«Как же! Красавец! Отворотясь не насмотрисси!» — говорила обычно моя нянька баба Нюра, когда ей говорили, что такой-то и такой-то — писаный красавец. Красавцев в ее представлении было за всю ее жизнь всего двое. Один из них был ее покойный муж Федя — она часто показывала мне мутное малоразборчивое фото мрачно набывчившегося мужчины в наглухо застегнутом пиджаке. Вторым был я. Она меня любила, я ее тоже.
«Отворотясь не насмотрисси», — говорю я, иногда даже и вслух, бросая неизбежный взгляд на облик некогда родного города, особенно когда этот измененный до неузнаваемости город, по инерции называемый Москвой, корчится в судорогах очередного праздничного убранства.
В этих случаях самопроизвольно включается спасительная память, реальность которой причудливо переплетается с выдумкой.
«Здесь когда-то было то, а здесь это!» — говорю я сам себе. «Или нет, — возражаю я, тоже сам себе. — Это было как раз там, а здесь было вот это». «А здесь, — говорю я сам себе, — жила Люба, однокурсница» «Да нет же! — раздраженно отвечаю я. — Как раз напротив она жила, в этом вот дворе. Там еще скамейка была у подъезда».
Лишь совсем недавно я заметил вдруг, что из моего привычного визуального опыта, из устойчивого семиотического репертуара моего многолетнего московского существования исчезло то, мимо чего я часто проходил многие и многие годы, не думая особенно об этом, не придавая этому никакого специального значения.
Помните ли вы, дорогие мои москвичи, из тех, кто постарше, маленькую мастерскую у Никитских ворот, в начале, если не ошибаюсь, Никитского бульвара, которая называлась «Ремонт пишущих машин»?
«Машин»! Именно «машин», а не «машинок», как они вообще-то назывались в речевом обиходе.
Недавно я спросил своего приятеля-сверстника, помнит ли он этот «Ремонт пишущих машин» у Никитских ворот. «Еще бы, — ответил он. — Как не помнить! А вот здесь, чуть левее, был винный магазин, а еще чуть левее — принимали посуду».
Ох, есть, ох есть, что вспомнить!
Как, например, забыть заветный подвальчик, где по-царски восседал всесильный Ашот, который только один и знал, один и решал, что подлежит приему, а что нет. Но он был хороший, этот Ашот, не вредный, а в каком-то смысле и даже полезный. Например, он иногда впускал в свой подвал людей с мороза, мечтавших распить приобретенное только что в тепле и уюте. Уют там и правда имелся, уют представлял собой перевернутый ящик для бутылок, а также один видавший виды стакан на всех.
Признаком особого доверия к гостям был соленый, раскляканный, пустой внутри зеленый помидор на закуску.

ЗАДАНИЕ A —
Выпишите каждую строку, в которой встречается слово «every».
ЗАДАНИЕ B —
Продолжите текст о старой Москве, начав сразу после его последнего предложения.
Текст о старой Москве никак не связан с приведёнными далее строками.

ПРИВЕДЁННЫЕ ДАННЫЕ —

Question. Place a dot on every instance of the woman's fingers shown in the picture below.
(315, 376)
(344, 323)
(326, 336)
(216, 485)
---
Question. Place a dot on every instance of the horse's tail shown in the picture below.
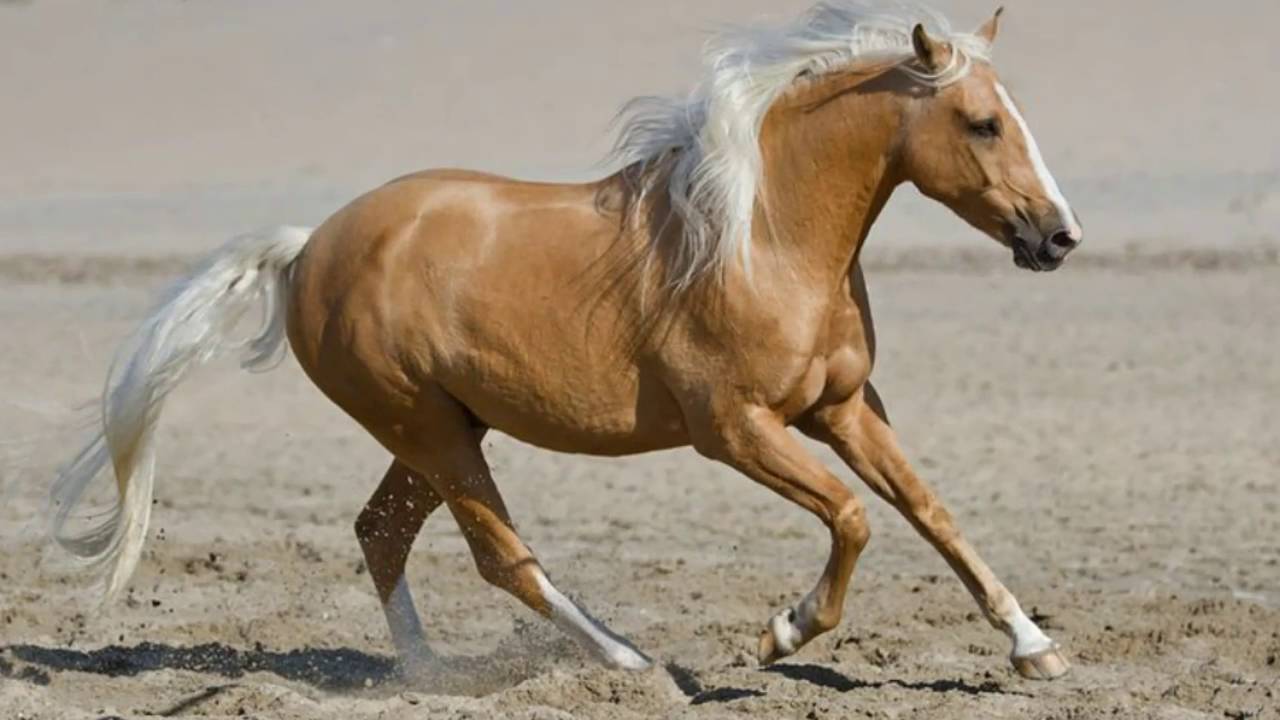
...
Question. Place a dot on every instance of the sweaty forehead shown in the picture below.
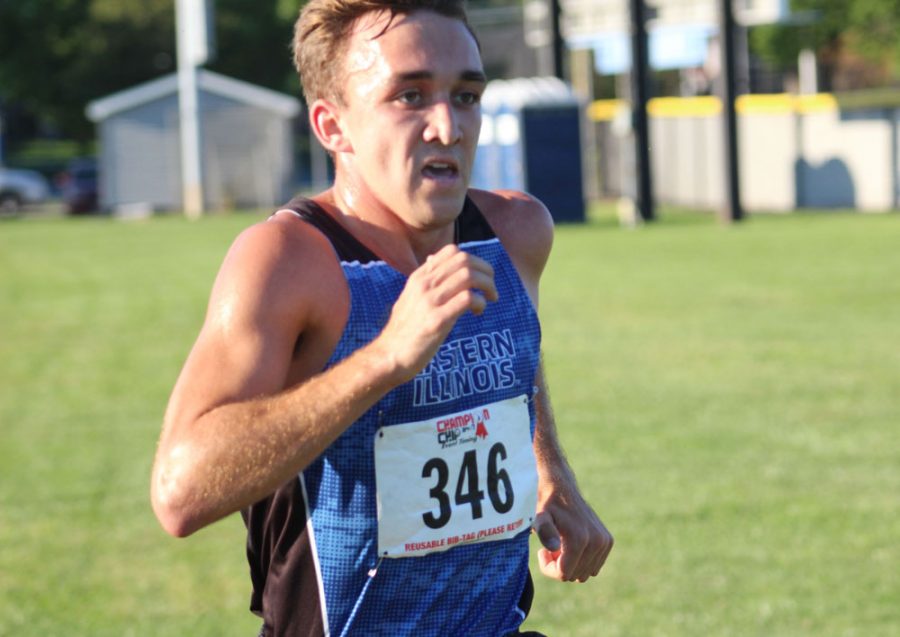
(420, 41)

ПИСЬМЕННЫЙ ОТВЕТ A —
Question. Place a dot on every instance of the woman's fingers shown in the picture below.
Question. Place a dot on every instance of the horse's tail shown in the picture below.
Question. Place a dot on every instance of the sweaty forehead shown in the picture below.

ПИСЬМЕННЫЙ ОТВЕТ B —
Впрочем, несомненная широта Ашотовой души не была все же проявлением уж такого прямо абстрактного гуманизма. Скромным, но вещественным гонораром за такое его гостеприимство была пустая бутылка. Ерунда? Ну, как сказать — сколько их набиралось за день!
Как забыть счастливо распознанный, но подчас и убийственный в том или ином конкретном контексте четырехстопный ямб вывески «Приемный пункт стеклопосуды». «Вотще тебя я посетил», — элегически продолжил я однажды, печально поцеловав огромный амбарный замок на железной двери.
Любая неудача в этом сулящем неземные восторги предприятии казалась роковой. Таковой она, впрочем, и была.
В Питере жил чудесный поэт и художник, которого звали Владлен Гаврильчик. Вспоминаю одну из его живописных работ.
Комната, стол. За столом сидит компания корявых хмырей и с гаснущей надеждой смотрит в сторону дверей. В дверях же с удрученным и даже, можно сказать, трагическим видом стоят двое таких же, каждый из которых в обеих руках держит по авоське, наполненной пустыми бутылками.
Картина называлась «Не сдали».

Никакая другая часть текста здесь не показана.